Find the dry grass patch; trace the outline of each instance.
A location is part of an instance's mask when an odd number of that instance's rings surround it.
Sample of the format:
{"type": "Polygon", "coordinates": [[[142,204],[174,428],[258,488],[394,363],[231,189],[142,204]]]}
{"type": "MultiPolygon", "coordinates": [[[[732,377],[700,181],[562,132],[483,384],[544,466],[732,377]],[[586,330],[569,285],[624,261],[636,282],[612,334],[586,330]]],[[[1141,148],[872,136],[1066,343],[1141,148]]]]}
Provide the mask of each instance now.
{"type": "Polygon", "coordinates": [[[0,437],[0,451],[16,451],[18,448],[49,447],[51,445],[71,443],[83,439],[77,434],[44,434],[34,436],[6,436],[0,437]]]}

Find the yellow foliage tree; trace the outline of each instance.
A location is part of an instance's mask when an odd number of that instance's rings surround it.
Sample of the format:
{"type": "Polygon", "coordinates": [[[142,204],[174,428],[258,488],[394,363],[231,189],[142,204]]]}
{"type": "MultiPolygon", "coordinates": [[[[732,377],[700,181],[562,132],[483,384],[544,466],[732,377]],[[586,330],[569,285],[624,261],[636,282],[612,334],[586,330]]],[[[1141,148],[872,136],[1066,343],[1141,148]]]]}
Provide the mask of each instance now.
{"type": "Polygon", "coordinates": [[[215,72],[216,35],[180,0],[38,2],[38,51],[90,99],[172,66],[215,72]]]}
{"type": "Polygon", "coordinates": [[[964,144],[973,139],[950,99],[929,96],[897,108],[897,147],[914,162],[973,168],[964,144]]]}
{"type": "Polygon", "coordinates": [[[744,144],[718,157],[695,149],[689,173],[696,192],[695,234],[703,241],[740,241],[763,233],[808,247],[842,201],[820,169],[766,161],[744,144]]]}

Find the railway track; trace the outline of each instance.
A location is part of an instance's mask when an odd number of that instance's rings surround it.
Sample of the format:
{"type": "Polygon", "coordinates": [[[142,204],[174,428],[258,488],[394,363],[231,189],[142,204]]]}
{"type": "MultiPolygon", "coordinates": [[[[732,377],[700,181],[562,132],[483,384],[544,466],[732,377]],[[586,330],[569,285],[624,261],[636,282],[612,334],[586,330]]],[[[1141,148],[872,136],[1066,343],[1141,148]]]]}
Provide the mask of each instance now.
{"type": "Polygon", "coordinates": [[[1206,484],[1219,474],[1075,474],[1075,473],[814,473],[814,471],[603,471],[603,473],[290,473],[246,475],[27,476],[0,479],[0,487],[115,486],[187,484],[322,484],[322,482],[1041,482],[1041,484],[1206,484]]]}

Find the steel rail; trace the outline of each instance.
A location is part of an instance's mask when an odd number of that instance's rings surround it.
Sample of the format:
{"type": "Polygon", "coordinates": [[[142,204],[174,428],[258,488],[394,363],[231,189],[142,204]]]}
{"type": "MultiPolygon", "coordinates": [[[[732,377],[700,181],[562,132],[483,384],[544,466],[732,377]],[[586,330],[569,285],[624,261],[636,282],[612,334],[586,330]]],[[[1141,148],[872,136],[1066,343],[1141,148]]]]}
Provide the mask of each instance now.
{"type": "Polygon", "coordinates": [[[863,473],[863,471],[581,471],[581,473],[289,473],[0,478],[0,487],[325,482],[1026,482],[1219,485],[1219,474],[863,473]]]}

- [What is required]
Can you render each of the items above as one row of a two-column CSV with the headers "prompt" and "mask", putting the item's text and its answer each in a single quoted field with line breaks replaced by spaces?

- [Answer to the task]
prompt,mask
"Find the dry grass patch; trace the outline of each instance. A location is part of an instance's mask when an odd number of that instance's rings surround it. Sample of the format: {""type"": ""Polygon"", ""coordinates"": [[[142,204],[174,428],[258,488],[394,363],[231,189],[142,204]]]} {""type"": ""MultiPolygon"", ""coordinates"": [[[[732,377],[700,181],[562,132],[483,384],[544,466],[732,377]],[[586,330],[569,285],[624,261],[636,282],[612,334],[586,330]]],[[[1141,148],[872,136],[1066,343],[1141,148]]]]} Provide the mask of each instance now.","{""type"": ""Polygon"", ""coordinates"": [[[0,437],[0,451],[16,451],[18,448],[49,447],[51,445],[71,443],[83,439],[77,434],[44,434],[34,436],[6,436],[0,437]]]}"
"Find the yellow foliage tree; trace the outline of each instance. A location is part of an instance's mask when an odd number of that instance's rings surround it. Sample of the format: {""type"": ""Polygon"", ""coordinates"": [[[142,204],[174,428],[258,488],[394,363],[231,189],[142,204]]]} {""type"": ""MultiPolygon"", ""coordinates"": [[[[732,377],[700,181],[562,132],[483,384],[544,466],[732,377]],[[586,330],[569,285],[624,261],[636,282],[612,334],[586,330]]],[[[1141,148],[872,136],[1066,343],[1141,148]]]]} Provide the mask of each instance now.","{""type"": ""Polygon"", ""coordinates"": [[[215,72],[216,35],[180,0],[38,2],[38,51],[90,99],[172,66],[215,72]]]} {""type"": ""Polygon"", ""coordinates"": [[[964,144],[973,139],[950,99],[929,96],[897,108],[897,147],[914,162],[973,168],[964,144]]]} {""type"": ""Polygon"", ""coordinates"": [[[744,144],[718,157],[695,149],[689,173],[696,192],[695,234],[703,241],[740,241],[763,233],[808,247],[842,201],[820,169],[766,161],[744,144]]]}"
"Find the railway track; trace the outline of each instance. A location is part of an instance's mask when an odd number of that instance's rings surround it. Sample of the format: {""type"": ""Polygon"", ""coordinates"": [[[142,204],[174,428],[258,488],[394,363],[231,189],[142,204]]]} {""type"": ""MultiPolygon"", ""coordinates"": [[[[732,377],[700,181],[562,132],[483,384],[544,466],[732,377]],[[586,330],[569,285],[624,261],[636,282],[612,334],[586,330]]],[[[1141,148],[872,136],[1066,343],[1141,148]]]]} Provide the mask of each instance now.","{""type"": ""Polygon"", ""coordinates"": [[[1206,484],[1219,474],[1075,474],[1075,473],[814,473],[814,471],[603,471],[603,473],[290,473],[246,475],[27,476],[0,479],[0,487],[115,486],[187,484],[322,484],[322,482],[1041,482],[1041,484],[1206,484]]]}"
"Find the steel rail; trace the outline of each instance. A location is part of an instance's mask when an odd number of that instance's rings surround it. Sample of the format: {""type"": ""Polygon"", ""coordinates"": [[[142,204],[174,428],[258,488],[394,363],[231,189],[142,204]]]} {""type"": ""MultiPolygon"", ""coordinates"": [[[[732,377],[700,181],[562,132],[483,384],[544,466],[732,377]],[[586,330],[569,285],[624,261],[636,282],[612,334],[586,330]]],[[[1141,148],[872,136],[1066,343],[1141,148]]]]} Provide the mask of each instance now.","{""type"": ""Polygon"", ""coordinates"": [[[863,473],[863,471],[581,471],[581,473],[289,473],[0,478],[0,487],[325,482],[1026,482],[1219,485],[1219,474],[863,473]]]}"